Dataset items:

··········

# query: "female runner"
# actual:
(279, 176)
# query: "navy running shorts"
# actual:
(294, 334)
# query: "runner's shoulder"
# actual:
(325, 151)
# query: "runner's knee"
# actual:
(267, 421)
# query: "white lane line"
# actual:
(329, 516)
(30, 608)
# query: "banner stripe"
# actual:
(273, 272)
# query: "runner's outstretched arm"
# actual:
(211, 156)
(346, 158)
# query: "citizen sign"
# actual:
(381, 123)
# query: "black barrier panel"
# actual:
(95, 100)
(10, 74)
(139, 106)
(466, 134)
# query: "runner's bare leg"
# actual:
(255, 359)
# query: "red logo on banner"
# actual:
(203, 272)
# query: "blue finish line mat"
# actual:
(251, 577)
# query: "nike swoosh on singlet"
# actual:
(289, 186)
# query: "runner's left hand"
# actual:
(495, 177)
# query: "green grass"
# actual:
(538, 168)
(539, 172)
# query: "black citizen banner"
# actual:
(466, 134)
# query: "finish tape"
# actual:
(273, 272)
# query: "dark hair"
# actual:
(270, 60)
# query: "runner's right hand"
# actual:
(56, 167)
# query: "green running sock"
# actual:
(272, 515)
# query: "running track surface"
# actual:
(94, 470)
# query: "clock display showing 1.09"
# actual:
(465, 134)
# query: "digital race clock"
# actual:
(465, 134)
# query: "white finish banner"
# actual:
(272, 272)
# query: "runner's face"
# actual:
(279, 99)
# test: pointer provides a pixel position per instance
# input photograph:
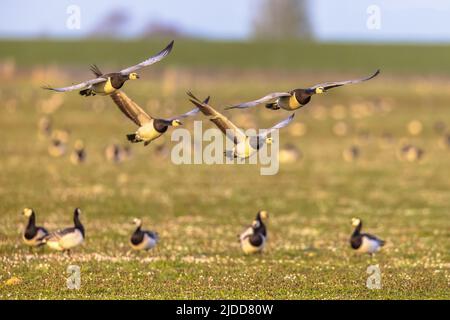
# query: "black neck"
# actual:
(357, 229)
(32, 221)
(77, 223)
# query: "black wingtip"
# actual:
(375, 74)
(169, 46)
(196, 103)
(190, 94)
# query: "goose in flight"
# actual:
(149, 128)
(244, 146)
(105, 84)
(297, 98)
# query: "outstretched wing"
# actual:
(223, 123)
(279, 125)
(372, 237)
(193, 112)
(264, 99)
(150, 61)
(82, 85)
(330, 85)
(130, 108)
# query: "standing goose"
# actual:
(143, 239)
(78, 155)
(261, 216)
(364, 242)
(33, 234)
(105, 84)
(297, 98)
(66, 239)
(149, 128)
(244, 146)
(253, 240)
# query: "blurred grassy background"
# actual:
(198, 209)
(283, 54)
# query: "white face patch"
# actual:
(355, 222)
(27, 212)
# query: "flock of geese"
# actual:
(254, 238)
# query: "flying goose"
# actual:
(364, 242)
(33, 234)
(253, 240)
(143, 239)
(105, 84)
(297, 98)
(149, 128)
(244, 146)
(66, 239)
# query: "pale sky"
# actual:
(332, 20)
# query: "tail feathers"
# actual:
(87, 92)
(133, 138)
(272, 106)
(95, 70)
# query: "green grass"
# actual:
(293, 56)
(198, 209)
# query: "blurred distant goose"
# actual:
(364, 242)
(66, 239)
(106, 84)
(261, 216)
(116, 153)
(253, 240)
(45, 127)
(149, 128)
(78, 155)
(297, 98)
(351, 154)
(410, 153)
(143, 239)
(33, 234)
(244, 146)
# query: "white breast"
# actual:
(248, 248)
(67, 241)
(244, 149)
(368, 246)
(147, 132)
(35, 241)
(146, 244)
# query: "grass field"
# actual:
(198, 209)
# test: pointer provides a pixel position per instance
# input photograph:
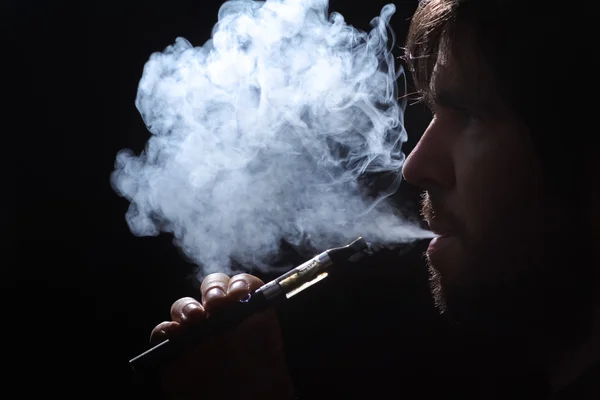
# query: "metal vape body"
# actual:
(271, 293)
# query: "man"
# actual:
(516, 260)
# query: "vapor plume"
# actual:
(264, 134)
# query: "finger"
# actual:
(187, 309)
(214, 291)
(241, 285)
(164, 331)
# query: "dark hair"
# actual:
(540, 54)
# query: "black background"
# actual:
(84, 293)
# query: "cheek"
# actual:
(495, 179)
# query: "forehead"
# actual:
(462, 70)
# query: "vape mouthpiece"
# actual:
(273, 292)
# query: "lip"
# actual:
(439, 245)
(439, 228)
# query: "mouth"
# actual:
(445, 238)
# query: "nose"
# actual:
(430, 165)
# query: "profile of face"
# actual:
(482, 196)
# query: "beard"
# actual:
(515, 282)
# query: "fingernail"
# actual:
(215, 292)
(239, 285)
(189, 307)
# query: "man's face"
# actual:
(480, 175)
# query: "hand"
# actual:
(246, 363)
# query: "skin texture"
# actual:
(497, 272)
(246, 363)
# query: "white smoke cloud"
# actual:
(263, 133)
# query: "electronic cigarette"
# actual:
(268, 295)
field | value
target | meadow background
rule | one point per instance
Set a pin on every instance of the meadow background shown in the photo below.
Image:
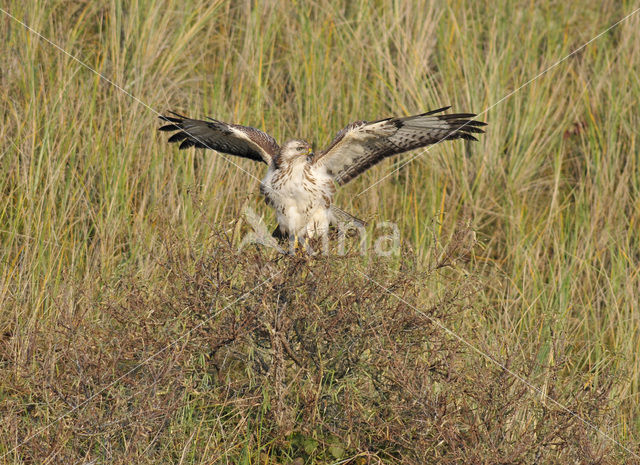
(110, 239)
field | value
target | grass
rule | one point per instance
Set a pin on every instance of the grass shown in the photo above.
(94, 202)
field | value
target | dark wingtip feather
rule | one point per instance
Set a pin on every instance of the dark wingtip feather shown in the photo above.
(435, 111)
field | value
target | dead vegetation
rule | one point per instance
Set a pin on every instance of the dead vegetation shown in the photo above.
(255, 357)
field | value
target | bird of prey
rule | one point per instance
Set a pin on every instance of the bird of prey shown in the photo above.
(299, 183)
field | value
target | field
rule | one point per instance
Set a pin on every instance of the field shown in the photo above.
(505, 330)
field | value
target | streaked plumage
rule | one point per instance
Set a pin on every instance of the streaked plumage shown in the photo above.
(299, 184)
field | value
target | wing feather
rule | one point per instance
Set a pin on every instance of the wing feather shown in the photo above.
(242, 141)
(361, 145)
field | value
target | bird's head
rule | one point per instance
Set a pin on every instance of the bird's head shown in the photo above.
(294, 149)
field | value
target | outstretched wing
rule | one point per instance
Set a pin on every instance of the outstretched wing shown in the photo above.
(361, 145)
(242, 141)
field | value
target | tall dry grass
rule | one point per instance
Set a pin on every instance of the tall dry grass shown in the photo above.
(551, 189)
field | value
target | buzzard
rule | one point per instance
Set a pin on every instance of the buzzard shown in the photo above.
(299, 183)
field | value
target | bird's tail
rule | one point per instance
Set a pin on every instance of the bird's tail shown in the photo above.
(341, 216)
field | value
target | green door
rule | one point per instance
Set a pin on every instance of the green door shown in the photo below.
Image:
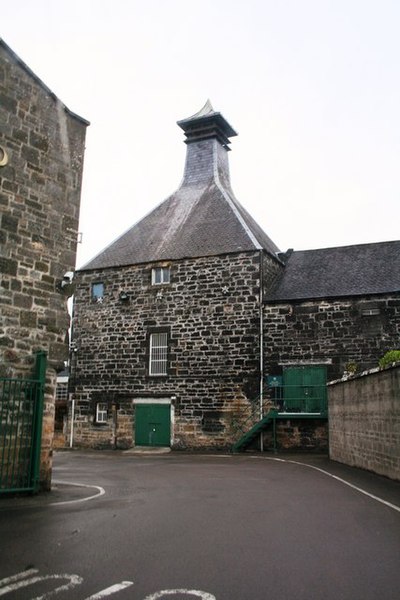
(153, 425)
(304, 389)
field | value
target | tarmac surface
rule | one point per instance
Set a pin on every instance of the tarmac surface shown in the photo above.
(147, 525)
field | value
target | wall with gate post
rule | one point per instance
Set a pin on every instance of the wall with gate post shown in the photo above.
(364, 421)
(42, 146)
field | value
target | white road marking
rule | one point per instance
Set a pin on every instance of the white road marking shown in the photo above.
(111, 590)
(73, 581)
(101, 492)
(354, 487)
(197, 593)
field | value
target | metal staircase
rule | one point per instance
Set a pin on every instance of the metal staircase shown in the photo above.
(249, 436)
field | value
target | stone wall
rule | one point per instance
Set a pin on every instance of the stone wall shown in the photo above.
(364, 421)
(40, 188)
(331, 332)
(212, 313)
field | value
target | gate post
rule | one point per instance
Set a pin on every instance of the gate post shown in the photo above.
(40, 377)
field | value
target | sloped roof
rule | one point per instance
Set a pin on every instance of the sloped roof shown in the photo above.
(195, 221)
(344, 271)
(203, 217)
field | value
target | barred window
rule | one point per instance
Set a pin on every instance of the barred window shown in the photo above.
(158, 353)
(101, 412)
(160, 275)
(98, 291)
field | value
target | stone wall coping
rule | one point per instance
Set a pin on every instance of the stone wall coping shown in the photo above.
(345, 378)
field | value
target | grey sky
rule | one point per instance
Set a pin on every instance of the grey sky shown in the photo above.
(311, 86)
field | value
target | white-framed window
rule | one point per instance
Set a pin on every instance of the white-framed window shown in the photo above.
(101, 412)
(158, 363)
(160, 275)
(97, 291)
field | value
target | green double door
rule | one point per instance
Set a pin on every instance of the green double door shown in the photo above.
(304, 389)
(153, 425)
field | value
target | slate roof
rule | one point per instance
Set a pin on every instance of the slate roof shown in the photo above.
(202, 218)
(190, 223)
(344, 271)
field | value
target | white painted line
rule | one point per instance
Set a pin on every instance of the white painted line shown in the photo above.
(113, 589)
(101, 492)
(73, 581)
(18, 576)
(197, 593)
(351, 485)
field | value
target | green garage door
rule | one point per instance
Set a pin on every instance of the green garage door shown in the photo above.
(304, 389)
(153, 425)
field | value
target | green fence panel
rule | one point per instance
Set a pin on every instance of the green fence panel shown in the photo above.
(21, 416)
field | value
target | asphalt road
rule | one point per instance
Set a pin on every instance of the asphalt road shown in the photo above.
(182, 527)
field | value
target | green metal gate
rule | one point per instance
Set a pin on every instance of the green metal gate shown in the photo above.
(304, 389)
(153, 425)
(21, 416)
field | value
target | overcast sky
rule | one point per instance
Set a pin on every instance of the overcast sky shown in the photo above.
(311, 86)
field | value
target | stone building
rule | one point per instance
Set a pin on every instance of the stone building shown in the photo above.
(191, 325)
(41, 162)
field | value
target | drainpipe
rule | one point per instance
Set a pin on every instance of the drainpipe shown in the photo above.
(261, 299)
(71, 439)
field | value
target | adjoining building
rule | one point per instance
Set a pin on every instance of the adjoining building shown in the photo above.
(193, 330)
(42, 147)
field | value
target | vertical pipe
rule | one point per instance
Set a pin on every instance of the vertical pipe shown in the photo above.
(71, 437)
(261, 316)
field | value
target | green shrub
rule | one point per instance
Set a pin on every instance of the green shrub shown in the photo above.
(389, 358)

··········

PROBLEM REQUIREMENTS: Copy out the lines of the data where the string "banner" occurs.

RESPONSE:
# query: "banner stripe"
# query: "red logo on banner"
# query: "black citizen banner"
# query: "white finish banner"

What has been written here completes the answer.